= Source extract =
.....

Looking for a fast solution to querying?

Look no further. My personal favourite RDBMS (Relational Database Management System) is MySQL. Notoriously faster (and simpler) than its cousin the Object-Relational Database Management System PostgreSQL, MySQL is practically written in plain english and as a result, is the easiest for a newbie to learn (in my opinion). That is why I’m going to walk you through how to create a small database from scratch in MySQL, followed by some sample queries.

Don’t worry, we won’t go too complex for the first SQL post. I will throw one or two small subqueries at you, but no Common Table Expressions (a type of subquery that comes before the main query and makes subqueries much faster and more efficient to process) until the next SQL post. Of course, before you can query a database you have to create it. Assuming you’ve got your IDE of choice open, the first command you need is self-explanatory “CREATE TABLE”.

Let’s say we wanted to create a basic database for my University’s courses and students. First, we’ll create a table with all the courses offered by the University. Within that table we want a coloumn for the course number, the title of the course, and the department administering it:

CREATE TABLE IF NOT EXISTS `Course` (
  `CNum` int(6) unsigned NOT NULL,
  `Title` varchar(20) NOT NULL,
  `Dept` varchar(10) NOT NULL,
  PRIMARY KEY (`CNum`)
);

Ta-Da! Your first ever table has been created. Or at least, we’ve told SQL to create the coloumns which will soon form our database. “CNum” (the course number) has been indicated to be an integer, and the “Department” and “Title” coloumns are both strings of length n. If you’ve noticed, we also have a The primary key of a relation is a candidate key designated as the main key of the relation, essentially a coloumn with unique values that can be related to another table. This is something we can refer to more in our PostgreSQL analysis.

Now, you could go ahead and use this table already but you’ll soon find that your queries aren’t returning anything. Why is that? You haven’t inserted any values into your table yet!

To remedy this, we use the INSERT INTO function, which is, again, self-explanatory. But let me show you:

INSERT INTO `Course` (`CNum`, `Title`, `Dept`) VALUES
  ('2310', 'Discrete', 'SoCS'),
  ('3340', 'Database', 'SoCS'),
  ('4930', 'Economics', 'ECON'),
  ('3400', 'Finance', 'FINANCE'),
  ('3360', 'LinAlg', 'MATH'),
  ('1500', 'IntroCS', 'SoCS'),
  ('4000', 'Stats', 'STATS');
(SoCS indicates the School of Computer Science)

After the INSERT INTO command, you simply tell MySQL which table you want to insert values into, explain which columns these values will be inserted into seperated by a comma, then call VALUES. In this case, ‘Cnum’ (course number) is first, so the first value before the comma seperator in each list will be inserted into the ‘Course’ Database under the CNum coloumn. MySQL parses through each list and inserts the values accordingly.

.....

= Given data =
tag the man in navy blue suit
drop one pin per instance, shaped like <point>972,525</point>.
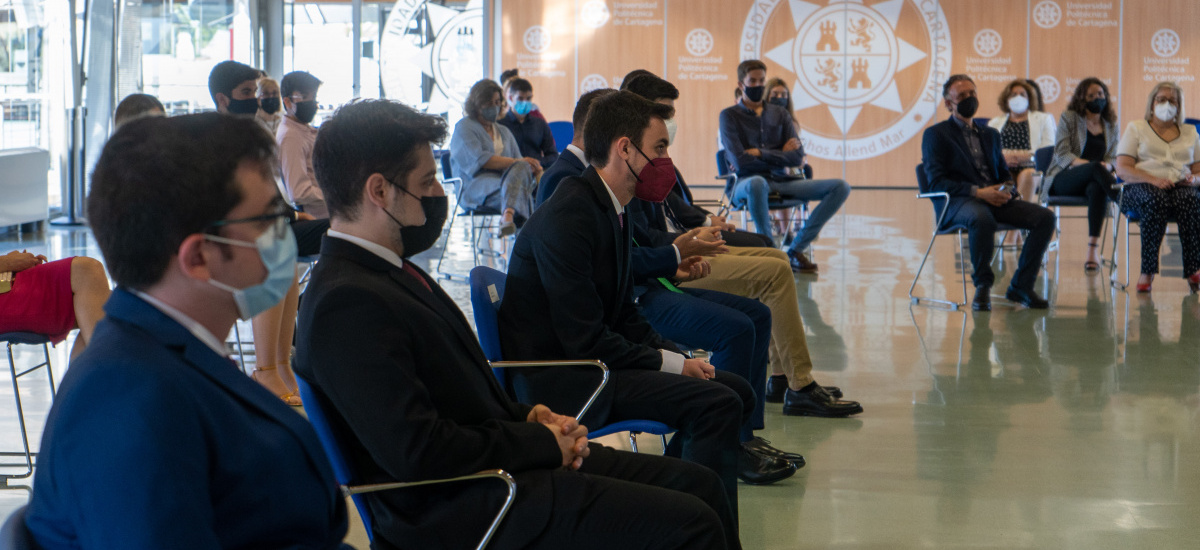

.....

= Parts of the exercise =
- 1) Condense the paragraph of the MySQL tutorial that begins "After the INSERT INTO command" into a bulleted list that keeps its main facts.
- 2) In the MySQL tutorial, what does SoCS indicate?
- 3) Please print the MySQL tutorial word for word from "Ta-Da! Your first" up to and including "your table yet!".
You can leave the lines shown above aside.

= Expected results =
- 1)
- After INSERT INTO, name the table that will receive the values.
- List the columns the values go into, separated by commas.
- Call VALUES.
- CNum is listed first, so the first value in each list goes under the CNum column of Course.
- MySQL parses through each list and inserts the values accordingly.

- 2) The School of Computer Science.

- 3)
Ta-Da! Your first ever table has been created. Or at least, we’ve told SQL to create the coloumns which will soon form our database. “CNum” (the course number) has been indicated to be an integer, and the “Department” and “Title” coloumns are both strings of length n. If you’ve noticed, we also have a The primary key of a relation is a candidate key designated as the main key of the relation, essentially a coloumn with unique values that can be related to another table. This is something we can refer to more in our PostgreSQL analysis.

Now, you could go ahead and use this table already but you’ll soon find that your queries aren’t returning anything. Why is that? You haven’t inserted any values into your table yet!